Lines with the word "abdomen" are the answer; copy each of them from the data below.

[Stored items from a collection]
================================

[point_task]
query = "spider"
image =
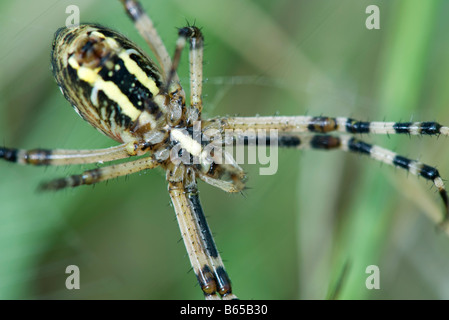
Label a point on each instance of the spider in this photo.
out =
(157, 127)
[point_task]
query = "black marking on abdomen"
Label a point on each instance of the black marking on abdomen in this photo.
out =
(127, 82)
(120, 118)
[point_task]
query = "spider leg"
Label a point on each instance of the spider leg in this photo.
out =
(350, 144)
(147, 30)
(67, 157)
(309, 124)
(203, 254)
(100, 174)
(194, 36)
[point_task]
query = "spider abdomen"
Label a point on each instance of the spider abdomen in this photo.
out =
(110, 82)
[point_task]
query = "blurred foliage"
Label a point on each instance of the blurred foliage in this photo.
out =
(293, 233)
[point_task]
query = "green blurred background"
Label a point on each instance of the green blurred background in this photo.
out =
(292, 234)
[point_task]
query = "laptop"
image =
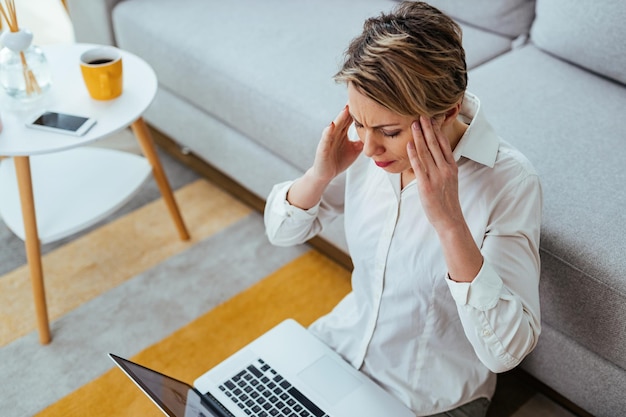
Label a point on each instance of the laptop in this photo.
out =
(287, 371)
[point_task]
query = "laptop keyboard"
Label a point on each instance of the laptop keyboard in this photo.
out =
(261, 392)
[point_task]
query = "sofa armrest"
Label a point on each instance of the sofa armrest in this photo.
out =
(92, 20)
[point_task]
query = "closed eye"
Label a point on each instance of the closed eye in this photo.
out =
(391, 134)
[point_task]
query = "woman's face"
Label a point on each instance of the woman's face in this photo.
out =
(384, 134)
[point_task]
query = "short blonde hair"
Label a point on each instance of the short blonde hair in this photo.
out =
(410, 61)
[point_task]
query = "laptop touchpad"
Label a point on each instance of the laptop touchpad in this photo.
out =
(326, 377)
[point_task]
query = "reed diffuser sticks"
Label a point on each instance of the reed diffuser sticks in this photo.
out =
(9, 14)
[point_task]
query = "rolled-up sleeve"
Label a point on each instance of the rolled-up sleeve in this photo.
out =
(500, 309)
(287, 225)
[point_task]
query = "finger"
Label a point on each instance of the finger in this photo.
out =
(432, 135)
(343, 119)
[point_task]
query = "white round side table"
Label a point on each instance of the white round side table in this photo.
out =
(51, 186)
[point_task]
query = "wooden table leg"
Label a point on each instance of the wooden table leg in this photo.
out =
(33, 246)
(147, 146)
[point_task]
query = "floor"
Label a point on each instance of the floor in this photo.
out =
(50, 24)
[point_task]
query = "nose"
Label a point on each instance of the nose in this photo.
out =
(371, 146)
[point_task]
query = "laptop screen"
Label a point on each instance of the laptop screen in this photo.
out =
(175, 398)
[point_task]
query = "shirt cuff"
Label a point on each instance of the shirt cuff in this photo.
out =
(482, 293)
(284, 209)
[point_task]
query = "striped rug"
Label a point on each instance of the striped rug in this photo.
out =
(131, 287)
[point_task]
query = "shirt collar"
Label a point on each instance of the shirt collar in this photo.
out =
(480, 143)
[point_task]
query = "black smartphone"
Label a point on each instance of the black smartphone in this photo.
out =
(69, 124)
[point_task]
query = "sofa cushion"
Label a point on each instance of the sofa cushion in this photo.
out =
(259, 67)
(509, 18)
(591, 34)
(541, 105)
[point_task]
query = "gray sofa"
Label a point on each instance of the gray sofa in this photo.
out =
(247, 87)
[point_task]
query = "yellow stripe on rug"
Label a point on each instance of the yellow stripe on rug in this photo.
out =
(304, 289)
(104, 258)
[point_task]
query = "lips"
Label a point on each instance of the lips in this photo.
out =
(383, 164)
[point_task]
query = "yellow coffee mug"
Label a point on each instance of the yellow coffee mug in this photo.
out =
(102, 72)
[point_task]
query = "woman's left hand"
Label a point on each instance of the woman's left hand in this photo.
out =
(436, 173)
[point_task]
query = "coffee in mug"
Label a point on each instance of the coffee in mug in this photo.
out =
(102, 72)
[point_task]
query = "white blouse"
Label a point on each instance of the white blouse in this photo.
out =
(432, 342)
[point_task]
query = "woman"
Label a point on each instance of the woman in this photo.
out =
(441, 218)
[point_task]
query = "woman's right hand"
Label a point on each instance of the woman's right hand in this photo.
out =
(335, 151)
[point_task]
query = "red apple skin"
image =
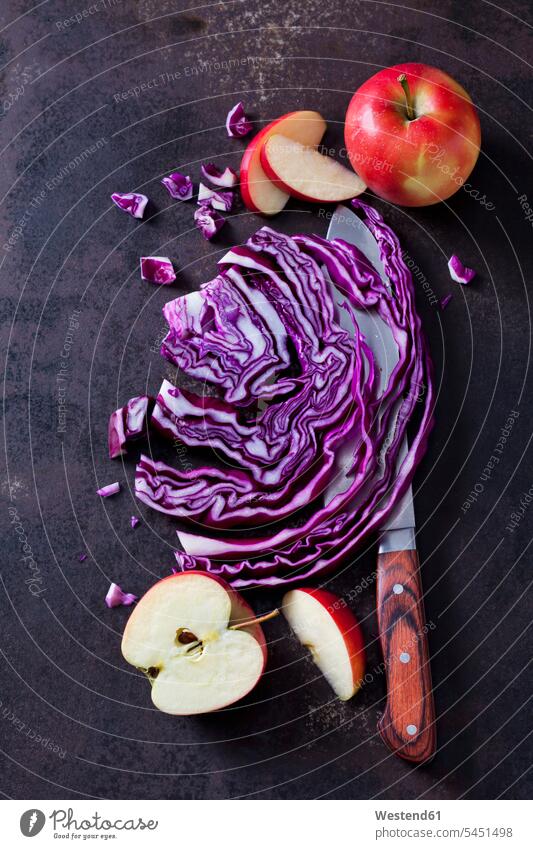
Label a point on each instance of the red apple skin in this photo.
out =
(250, 152)
(240, 609)
(349, 628)
(412, 162)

================================

• RESPONSE:
query = "black marking on abdomen"
Label a point on each instance of the black marking on abdomen in this photo.
query = "spider abdomen"
Label a point on each instance of the spider abdomen in this photo.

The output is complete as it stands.